Исходный текст —

╭──

Эта последняя часть путешествия началась при сравнительно благоприятных условиях и все бодро поднимались в гору, не чувствуя при этом особенного утомления.

3 января путешественники остановились лагерем на высоте 10.108 фут., до полюса оставалось 150 миль. Здесь они распростились с последними четырьмя спутниками, которых Скотт отправил домой. Он написал в своем дневнике: «Они огорчены, но покоряются и не ропщут. Дальше мы отправимся уже впятером. Пищи у нас имеется на месяц для пяти человек, – этого должно хватить. Нам хорошо идти на лыжах, но те, на своих ногах, не поспевали за нами, поэтому мы подвигались медленнее. Покидающие нас товарищи утром 4 января проводили нас еще некоторое расстояние, на случай, если бы что-нибудь случилось. Но как только я убедился, что у нас все пойдет хорошо, мы остановились и стали прощаться. Один из них даже расплакался, прощаясь с нами…».


Кап. Скотт на лыжах.

11 января достигли высоты 10.530 фут. Но путь был мучительный донельзя. «До полюса остается всего 74 мили, но выдержим ли мы это мученье еще семь дней, – пишет Скотт. – Мы вконец изнемогаем. Из нас еще никто никогда не испытывал такой каторги. Мы все же имеем шансы на успех, только бы нам осилить работу, но мы переживаем ужасные дни!

12 января. Ночуем сегодня всего в 63 милях от полюса. Должны дойти до него! Но, ах! Если бы только поверхность была лучше!.. Мы, кажется, слегка спускаемся. Заструги такие же, как и раньше; как скучно так надрываться, чтобы сдвинуть с места совсем легкие сани! Но мы все-таки подвигаемся… В воздухе какая-то муть. Солнце едва светит с пасмурного неба, и при таком освещении трудно различить направление. До полюса осталось меньше 40 миль.

╰──

Задание 1 —
Выпишите из текста о походе Скотта к полюсу все даты, в которых указаны число и месяц.
Задание 2 —
Продолжите текст о походе Скотта к полюсу начиная сразу после его последнего предложения.

Строки данных —
╭──

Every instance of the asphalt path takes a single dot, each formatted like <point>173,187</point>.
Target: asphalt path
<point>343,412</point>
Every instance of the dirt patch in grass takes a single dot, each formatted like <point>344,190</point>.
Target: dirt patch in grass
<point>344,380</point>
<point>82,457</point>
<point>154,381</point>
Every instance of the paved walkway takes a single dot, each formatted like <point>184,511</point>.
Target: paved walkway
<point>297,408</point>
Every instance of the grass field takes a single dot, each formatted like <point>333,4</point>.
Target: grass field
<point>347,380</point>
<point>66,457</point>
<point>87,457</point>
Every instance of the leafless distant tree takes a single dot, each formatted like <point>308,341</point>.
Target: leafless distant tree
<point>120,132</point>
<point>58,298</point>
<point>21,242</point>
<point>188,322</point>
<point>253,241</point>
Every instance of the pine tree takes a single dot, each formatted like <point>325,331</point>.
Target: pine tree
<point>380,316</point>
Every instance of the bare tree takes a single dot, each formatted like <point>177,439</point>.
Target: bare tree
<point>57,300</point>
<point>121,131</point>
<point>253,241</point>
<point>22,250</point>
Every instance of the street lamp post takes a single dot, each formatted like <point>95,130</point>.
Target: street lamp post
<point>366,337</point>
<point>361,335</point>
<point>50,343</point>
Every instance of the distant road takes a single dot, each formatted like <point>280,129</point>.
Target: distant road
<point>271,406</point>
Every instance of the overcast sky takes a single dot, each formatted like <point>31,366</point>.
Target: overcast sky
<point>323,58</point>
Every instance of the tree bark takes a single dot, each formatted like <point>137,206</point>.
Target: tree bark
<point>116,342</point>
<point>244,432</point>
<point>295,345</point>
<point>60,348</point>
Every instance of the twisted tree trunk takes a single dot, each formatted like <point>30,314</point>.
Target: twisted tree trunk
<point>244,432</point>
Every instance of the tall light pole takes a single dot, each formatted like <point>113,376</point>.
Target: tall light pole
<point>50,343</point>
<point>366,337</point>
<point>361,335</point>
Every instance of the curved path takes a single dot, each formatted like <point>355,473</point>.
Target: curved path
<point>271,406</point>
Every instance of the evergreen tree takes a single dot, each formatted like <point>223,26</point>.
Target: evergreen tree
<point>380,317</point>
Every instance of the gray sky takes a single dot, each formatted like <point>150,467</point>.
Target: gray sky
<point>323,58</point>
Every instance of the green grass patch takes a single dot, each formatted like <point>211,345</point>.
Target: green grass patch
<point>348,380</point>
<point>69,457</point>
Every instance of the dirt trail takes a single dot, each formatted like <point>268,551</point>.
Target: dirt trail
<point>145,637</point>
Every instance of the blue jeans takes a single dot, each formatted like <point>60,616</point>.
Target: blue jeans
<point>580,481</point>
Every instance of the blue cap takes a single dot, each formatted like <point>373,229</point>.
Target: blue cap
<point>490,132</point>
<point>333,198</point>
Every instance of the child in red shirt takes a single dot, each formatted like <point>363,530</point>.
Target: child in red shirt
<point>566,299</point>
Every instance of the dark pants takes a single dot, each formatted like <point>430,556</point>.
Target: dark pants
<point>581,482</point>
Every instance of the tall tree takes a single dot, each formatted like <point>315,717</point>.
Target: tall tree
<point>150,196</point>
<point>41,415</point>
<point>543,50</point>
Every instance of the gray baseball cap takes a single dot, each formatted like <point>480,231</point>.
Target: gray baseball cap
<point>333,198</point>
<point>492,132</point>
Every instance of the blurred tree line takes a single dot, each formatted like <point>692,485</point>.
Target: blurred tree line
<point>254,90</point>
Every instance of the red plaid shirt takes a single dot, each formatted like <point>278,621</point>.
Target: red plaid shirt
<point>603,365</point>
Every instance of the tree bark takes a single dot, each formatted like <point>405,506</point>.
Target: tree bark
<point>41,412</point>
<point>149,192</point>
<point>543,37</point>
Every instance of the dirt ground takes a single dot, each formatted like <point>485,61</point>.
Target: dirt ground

╰──

Итоговый ответ 1 —
3 января, 4 января, 11 января, 12 января.

Итоговый ответ 2 —
15 января. Мы устроили последний склад. Высота 9.950 фут. Поверхность ужасающая, но мы все-таки прошли шесть миль в четыре часа и три четверти. В нашем последнем складе мы оставляем провизии на четыре дня и кое-какую мелочь. Наш груз теперь очень легок… Странно представить себе, что два больших перехода должны привести нас к полюсу! Дело теперь, можно сказать, верное. Боуэрс продолжает свои наблюдения. Удивительно, как он их разрабатывает, лежа в своем спальном мешке в нашей тесной палатке. Всего 27 миль до полюса! Теперь уже должны дойти!»

Вторник 16 января. Путешественники остановились на высоте 9.760 фут. Мороз был 23 с половиной градуса. С утра шли бодро и прошли 7 1/2 миль. После завтрака собрались, в дальнейший путь в самом радужном настроении от мысли, что завтра будет достигнута цель. Вдруг, около второго часа Боуэрс своими зоркими глазами разглядел вдали какой-то темный предмет, который сначала принял за «кэрн». Он встревожился, но затем решил, что это, должно быть, заструга. Через полчаса он уже разглядел впереди какую-то черную точку, и когда путешественники подошли ближе, то оказалось, что это был флаг, привязанный к полозьям саней, и поблизости – остатки лагеря, следы саней, лыж, расходящиеся в разные стороны и ясные следы множества собачьих лап.

«Сбылись наши худшие опасения! – восклицает Скотт. – Другие опередили нас! Вся история как на ладони, – они первые достигли полюса. Ужасное разочарование, и мне больно за своих товарищей. Много чего мы передумали и о многом переговорили. Завтра надо идти дальше, к полюсу, и затем спешить домой с наивозможной скоростью.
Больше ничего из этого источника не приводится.